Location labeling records

########

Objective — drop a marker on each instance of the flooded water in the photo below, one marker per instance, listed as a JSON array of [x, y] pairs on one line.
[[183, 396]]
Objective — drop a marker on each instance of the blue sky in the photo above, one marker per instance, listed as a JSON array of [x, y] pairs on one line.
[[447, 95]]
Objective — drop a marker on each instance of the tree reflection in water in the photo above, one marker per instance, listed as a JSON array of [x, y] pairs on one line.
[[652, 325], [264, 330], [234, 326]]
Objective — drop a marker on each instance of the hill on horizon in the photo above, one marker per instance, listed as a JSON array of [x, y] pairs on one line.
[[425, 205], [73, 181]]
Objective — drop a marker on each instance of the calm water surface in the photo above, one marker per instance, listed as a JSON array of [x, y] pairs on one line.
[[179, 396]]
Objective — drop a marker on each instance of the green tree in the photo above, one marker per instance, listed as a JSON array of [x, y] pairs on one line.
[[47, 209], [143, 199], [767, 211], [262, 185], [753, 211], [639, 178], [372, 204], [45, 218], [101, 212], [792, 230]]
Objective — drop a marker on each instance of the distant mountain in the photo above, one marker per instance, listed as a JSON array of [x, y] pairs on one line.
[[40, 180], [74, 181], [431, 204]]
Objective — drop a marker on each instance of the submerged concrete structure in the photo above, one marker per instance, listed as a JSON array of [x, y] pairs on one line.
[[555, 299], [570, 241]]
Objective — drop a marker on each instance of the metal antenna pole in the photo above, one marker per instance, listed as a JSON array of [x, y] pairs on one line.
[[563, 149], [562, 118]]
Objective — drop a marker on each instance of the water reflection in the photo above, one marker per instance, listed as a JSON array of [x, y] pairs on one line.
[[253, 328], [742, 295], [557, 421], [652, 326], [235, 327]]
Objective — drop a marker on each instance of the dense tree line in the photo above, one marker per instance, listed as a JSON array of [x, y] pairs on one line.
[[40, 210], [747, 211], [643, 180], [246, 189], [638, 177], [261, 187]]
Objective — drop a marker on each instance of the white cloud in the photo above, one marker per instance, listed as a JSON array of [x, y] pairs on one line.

########

> Your goal:
Render the records above as a Markdown table with two columns, Number and Record line, one row per line and no rows for blank lines.

> Reply to the exercise:
| Number | Record line |
|---|---|
| 1 | Objective — drop a marker on each instance of the flooded water in the photo below, one marker per instance, listed as a JSON array of [x, y] pairs on one line. |
| 2 | [[183, 396]] |
| 3 | Objective — drop a marker on each instance of the blue sky in the photo above, one marker per instance, listed as a JSON array of [x, y] pairs on one line. |
| 4 | [[447, 95]] |
| 5 | Objective — drop a marker on each instance of the tree reflection in water in the photo above, one marker per instance, listed as a JSON array of [x, y] pairs on one line. |
| 6 | [[652, 325], [264, 330], [234, 326]] |
| 7 | Objective — drop a marker on each instance of the hill on horizon in the photo above, one marker per instance, listed as a JSON array of [x, y] pairs on one line. |
| 8 | [[425, 205], [73, 181]] |
| 9 | Objective — drop a marker on each instance of the calm water surface in the photo above, one marker per instance, listed as a JSON array of [x, y] pairs on one line. |
| 10 | [[179, 396]] |
| 11 | Objective — drop a marker on each instance of the green tree in the photo above, one marker per instance, listed as a JSON array of [x, y] pairs on one line. |
| 12 | [[47, 209], [143, 199], [767, 211], [262, 185], [753, 211], [639, 178], [372, 204], [45, 218], [101, 212], [792, 230]] |
| 13 | Objective — drop a marker on each instance of the distant mountain in the photo above, one marker per instance, listed as a JSON array of [x, y] pairs on one line. |
| 14 | [[40, 180], [74, 181], [431, 204]] |
| 15 | Objective — drop a marker on each instance of the submerged concrete structure in the photo above, one marker per instance, listed as a JSON array of [x, y] pairs on one line. |
| 16 | [[555, 299], [570, 241]] |
| 17 | Objective — drop a marker on each instance of the metal antenna pole in the photo above, one marker per instance, listed as a JSON array of [x, y] pairs on one line. |
| 18 | [[563, 149], [562, 118]] |
| 19 | Objective — drop a marker on each instance of the water reflection in the photo above, one marker per instance, listed as a JSON array of [x, y] pairs on one line. |
| 20 | [[253, 328], [742, 295], [557, 421], [652, 326], [235, 327]] |
| 21 | Objective — drop a marker on each instance of the dense tree line in the photo above, one marker per instance, listed as a JSON array of [x, y] pairs on one line. |
| 22 | [[40, 210], [747, 211], [643, 180], [246, 189], [638, 177], [261, 187]] |
| 23 | Objective — drop a marker on each instance of the white cloud in the photo above, one marker per instance, listed as a JSON array of [x, y] pairs on one line. |